> **作业要求**:
根据正文段落，Leader.processAck收到过半的ACK后，会把当前Proposal放入Leader的哪个成员变量中？

Leader.processAck时,收到过半的ACK会把当前Proposal放入Leader的toBeApplied成员变量中;
2.
LeaderHandler.run选主后数据同步Follower时,在发送NEWLEADER之前,Leader并未停止处理请求,在commitLog和NEWLEADER之间的请求就是上一步放入toBeApplied中的;数据同步时就是通过下面startForwarding方法遍历toBeApplied构造PROPOSE和COMMIT发送给Follower;
synchronized public long startForwarding(LearnerHandler handler, long lastSeenZxid) {
// Queue up any outstanding requests enabling the receipt of new requests
if (lastProposed > lastSeenZxid) {
for (Proposal p : toBeApplied) {
if (p.packet.getZxid() <= lastSeenZxid) {
continue;
}
handler.queuePacket(p.packet);
// Since the proposal has been committed we need to send the commit message also
QuorumPacket qp = new QuorumPacket(Leader.COMMIT, p.packet
.getZxid(), null, null);
handler.queuePacket(qp);
}
// Only participant need to get outstanding proposals
if (handler.getLearnerType() == LearnerType.PARTICIPANT) {
List<Long>zxids = new ArrayList<Long>(outstandingProposals.keySet());
Collections.sort(zxids);
for (Long zxid: zxids) {
if (zxid <= lastSeenZxid) {
continue;
}
handler.queuePacket(outstandingProposals.get(zxid).packet);
}
}
}
if (handler.getLearnerType() == LearnerType.PARTICIPANT) {
addForwardingFollower(handler);
} else {
addObserverLearnerHandler(handler);
}
return lastProposed;
}
3.

> **数据条目**:
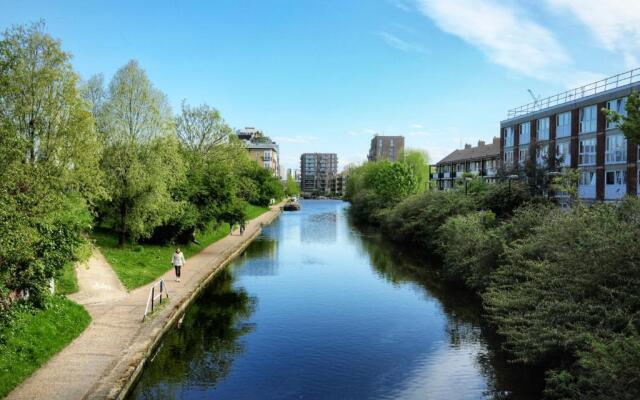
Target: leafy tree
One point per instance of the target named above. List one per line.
(629, 124)
(201, 128)
(418, 162)
(141, 155)
(292, 188)
(48, 163)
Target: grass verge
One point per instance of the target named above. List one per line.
(34, 336)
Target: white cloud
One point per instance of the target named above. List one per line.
(401, 44)
(614, 24)
(298, 139)
(503, 33)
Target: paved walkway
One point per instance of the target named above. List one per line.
(102, 361)
(97, 282)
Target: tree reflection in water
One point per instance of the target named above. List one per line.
(463, 311)
(201, 351)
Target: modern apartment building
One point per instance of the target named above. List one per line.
(569, 129)
(261, 149)
(318, 172)
(482, 160)
(386, 148)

> **参考答案**:
放入Leader的toBeApplied成员变量中。